- 作成内容 -
以下に示す京都府笠置町の補助金不正事件に関する記事について、最後の文に続く部分を書いてください。

- ページ本文 -

【京都・笠置町】「笠やん」補助金不正事件で処分された職員が、別の補助金で不適切処理でも処分されていた

カテゴリー: 地方, 行政 | タグ: | 投稿日: | 投稿者:
By 宮部 龍彦

2022年、人口千人ほどの京都府・笠置町で、2016年頃から総務省の「過疎地域等集落ネットワーク圏形成支援事業」補助金(総額1900万円)が不正に流用された疑いが発覚したことを報じた

昨年8月には、また笠置町で今度は「移住促進住宅整備事業」で補助金の不適切処理事案があったと報じられた。報道や町の発表では伏せられているが、今回の事案に関わった職員と、「笠やん」補助金不正事件で処分された職員は、同一人物であることが判明した。

「笠やん」補助金不正事件とは?

既報の「笠やん」補助金不正事件は2016年頃から2020年にかけてのこと。メイン関係者は、笠置町職員の小林慶純氏と、町公認ゆるキャラ「笠やん」の著作権者である山本博幸氏。補助金は名義上「デザイン会議」という団体が受領したが、そのほとんどが「笠置クリエイツ」に渡り、結果的に使途不明となった。町が返還を求めた末、2020年2月に小林氏ら3名が書類送検されたものの、不起訴処分で一応の幕引きとなった。

しかし、補助金が「ゆめや」というアンティークショップの開店費用に使われたと見られること、不正と同時期に「町に寄付予定だった民家と土地がなぜか個人名義へ移転した」問題など、一連の疑惑に対して、関係者は沈黙を続けている。

- 抜粋した項目 -
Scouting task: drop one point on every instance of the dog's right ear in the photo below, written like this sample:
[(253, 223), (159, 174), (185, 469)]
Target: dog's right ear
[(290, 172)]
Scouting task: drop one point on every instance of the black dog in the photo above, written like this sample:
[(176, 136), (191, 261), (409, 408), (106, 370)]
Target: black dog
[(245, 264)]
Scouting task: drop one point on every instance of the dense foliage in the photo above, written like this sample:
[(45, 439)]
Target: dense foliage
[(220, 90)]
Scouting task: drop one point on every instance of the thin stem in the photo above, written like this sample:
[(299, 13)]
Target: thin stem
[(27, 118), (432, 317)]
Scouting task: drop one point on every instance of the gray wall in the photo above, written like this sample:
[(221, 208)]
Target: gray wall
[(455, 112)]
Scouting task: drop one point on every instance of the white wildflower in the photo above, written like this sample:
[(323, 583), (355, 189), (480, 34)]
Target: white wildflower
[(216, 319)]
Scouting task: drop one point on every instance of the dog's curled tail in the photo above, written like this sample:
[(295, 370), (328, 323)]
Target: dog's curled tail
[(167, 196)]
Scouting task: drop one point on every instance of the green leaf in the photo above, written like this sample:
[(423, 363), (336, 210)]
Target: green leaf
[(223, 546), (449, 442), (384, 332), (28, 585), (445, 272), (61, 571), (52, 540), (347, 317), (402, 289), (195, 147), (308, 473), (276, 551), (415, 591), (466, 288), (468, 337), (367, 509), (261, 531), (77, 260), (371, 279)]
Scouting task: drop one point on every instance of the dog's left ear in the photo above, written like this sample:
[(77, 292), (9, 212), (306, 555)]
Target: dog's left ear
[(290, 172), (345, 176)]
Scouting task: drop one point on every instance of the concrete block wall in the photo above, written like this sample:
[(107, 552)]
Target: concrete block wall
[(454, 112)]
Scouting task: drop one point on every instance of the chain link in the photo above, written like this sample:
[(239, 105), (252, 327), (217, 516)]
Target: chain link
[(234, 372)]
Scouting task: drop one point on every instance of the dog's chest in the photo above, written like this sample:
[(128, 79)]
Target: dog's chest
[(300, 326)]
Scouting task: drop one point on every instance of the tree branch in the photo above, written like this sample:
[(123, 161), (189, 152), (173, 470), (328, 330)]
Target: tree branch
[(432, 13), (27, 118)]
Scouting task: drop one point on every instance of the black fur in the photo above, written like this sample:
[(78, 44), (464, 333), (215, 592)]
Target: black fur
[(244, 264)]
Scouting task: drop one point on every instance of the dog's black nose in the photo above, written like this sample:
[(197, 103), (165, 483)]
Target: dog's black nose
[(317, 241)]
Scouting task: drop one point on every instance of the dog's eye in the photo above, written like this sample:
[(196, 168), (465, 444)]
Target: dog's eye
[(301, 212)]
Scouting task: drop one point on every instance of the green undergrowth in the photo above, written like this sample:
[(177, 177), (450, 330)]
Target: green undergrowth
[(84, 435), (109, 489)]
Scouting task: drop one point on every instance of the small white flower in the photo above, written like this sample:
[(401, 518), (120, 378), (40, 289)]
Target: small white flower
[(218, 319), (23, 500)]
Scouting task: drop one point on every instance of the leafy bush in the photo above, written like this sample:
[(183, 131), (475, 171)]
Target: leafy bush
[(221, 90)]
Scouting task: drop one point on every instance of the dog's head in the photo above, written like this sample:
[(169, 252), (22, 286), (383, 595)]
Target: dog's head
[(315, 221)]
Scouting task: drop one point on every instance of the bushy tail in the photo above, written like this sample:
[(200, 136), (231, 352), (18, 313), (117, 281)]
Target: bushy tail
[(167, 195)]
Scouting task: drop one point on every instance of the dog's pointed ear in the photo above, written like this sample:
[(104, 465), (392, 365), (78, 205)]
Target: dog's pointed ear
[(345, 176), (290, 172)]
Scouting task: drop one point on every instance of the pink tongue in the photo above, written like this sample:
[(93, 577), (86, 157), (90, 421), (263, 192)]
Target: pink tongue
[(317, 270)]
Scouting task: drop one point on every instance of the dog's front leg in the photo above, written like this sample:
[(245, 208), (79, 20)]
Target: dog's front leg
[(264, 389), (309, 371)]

- 演習の解答 -
今回、新たな補助金トラブルが判明

ところが最近、笠置町が行っている別の事業である「移住促進住宅整備事業」の補助金でも不適切な処理が行われていたことが、報道や町の発表で明らかになった。同事業は「移住者が家の改修を行う際、経費の一部を公費で補助する」制度。ところが2020年当時、町職員が申請手続を怠り、町ではなく個人名義で179万円を移住者の口座に振り込んでいたという。その職員こそ、「笠やん」補助金事件で処分された小林慶純氏なのである。

当然、このようなことが許されるわけがなく、町が移住者に179万円を払い直すことになった。そして本来、笠置町が京都府へ申請すれば最大で半額分(約90万円)が府から支払われる仕組みだったが、手続き漏れで府補助分を請求できなかった。結果、町は約90万円の損失を被った。小林氏は、町側から支払い不能分の弁済を求められ、「町に損害を与えた責任」として減給10分の1(1か月)の懲戒処分が公表された。一方、町長も管理責任を理由に同様に減給処分を受けている。

町民なら誰でも知っている

「笠やん」補助金不正事件では町が補助金返還を余儀なくされ、小林氏本人も当時500万円近くを負担したとされる。にもかかわらず、別の補助金でまたも手続き不備が浮上した形だ。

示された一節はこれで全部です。